## Problem
Continue the forum thread about efficiently taking the k highest values from a C# collection, starting right after its last line.

## Source text
_____

22

Let's say I have a collection of some type, e.g.

IEnumerable<double> values;

Now I need to extract the k highest values from that collection, for some parameter k. This is a very simple way to do this:

values.OrderByDescending(x => x).Take(k)

However, this (if I understand this correctly) first sorts the entire list, then picks the first k elements. But if the list is very large, and k is comparatively small (smaller than log n), this is not very efficient - the list is sorted in O(nlog n), but I figure selecting the k highest values from a list should be more like O(nk).

So, does anyone have any suggestion for a better, more efficient way to do this?

Theodor Zoulias
  • 34,835
  • 7
  • 69
  • 104
Henrik Berg
  • 519
  • 5
  • 21
  • 6
    This is known as a selection algorithm. See http://en.wikipedia.org/wiki/Selection_algorithm (it says "K smallest" but you can find the "K largest" by reversing the ordering comparison, of course). "Partial sorting" is a special case, which is more what you want: http://en.wikipedia.org/wiki/Partial_sorting – Matthew Watson Feb 26 '13 at 12:43
  • 1
    Related: [Fast Algorithm for computing percentiles to remove outliers](http://stackoverflow.com/questions/3779763/fast-algorithm-for-computing-percentiles-to-remove-outliers) – sloth Feb 26 '13 at 12:49
  • I guess another solution would be to sort it **when items are added** (instead of when accessing). That way, you avoid needing to sort it. – default Feb 26 '13 at 12:58
  • I nearly forgot, but +1 for realizing that `OrderBy(...).Take(...)` is inefficient. The number of times I've seen `OrderBy(...).First()` here and elsewhere is depressing. It would have been interesting if Microsoft had baked this into LINQ by making special overloads of `Take`, `First` etc. that worked on an `IOrderedEnumerable`. – Rawling Feb 26 '13 at 13:05
  • 1
    It's amazing that there isn't an easy to find C# implementation of a partial sort, especially considering it's built into C++'s STL library! – Matthew Watson Feb 26 '13 at 13:12

5 Answers5

8

This gives a bit of a performance increase. Note that it's ascending rather than descending but you should be able to repurpose it (see comments):

static IEnumerable<double> TopNSorted(this IEnumerable<double> source, int n)
{
    List<double> top = new List<double>(n + 1);
    using (var e = source.GetEnumerator())
    {
        for (int i = 0; i < n; i++)
        {
            if (e.MoveNext())

_____

## Recorded information
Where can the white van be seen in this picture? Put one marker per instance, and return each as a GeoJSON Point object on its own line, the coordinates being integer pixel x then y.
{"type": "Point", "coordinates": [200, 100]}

_____

## Response
                top.Add(e.Current);
            else
                throw new InvalidOperationException("Not enough elements");
        }
        top.Sort();
        while (e.MoveNext())
        {
            double c = e.Current;
            int index = top.BinarySearch(c);
            if (index < 0) index = ~index;
            if (index < n)                    // if (index != 0)
            {
                top.Insert(index, c);
                top.RemoveAt(n);              // top.RemoveAt(0)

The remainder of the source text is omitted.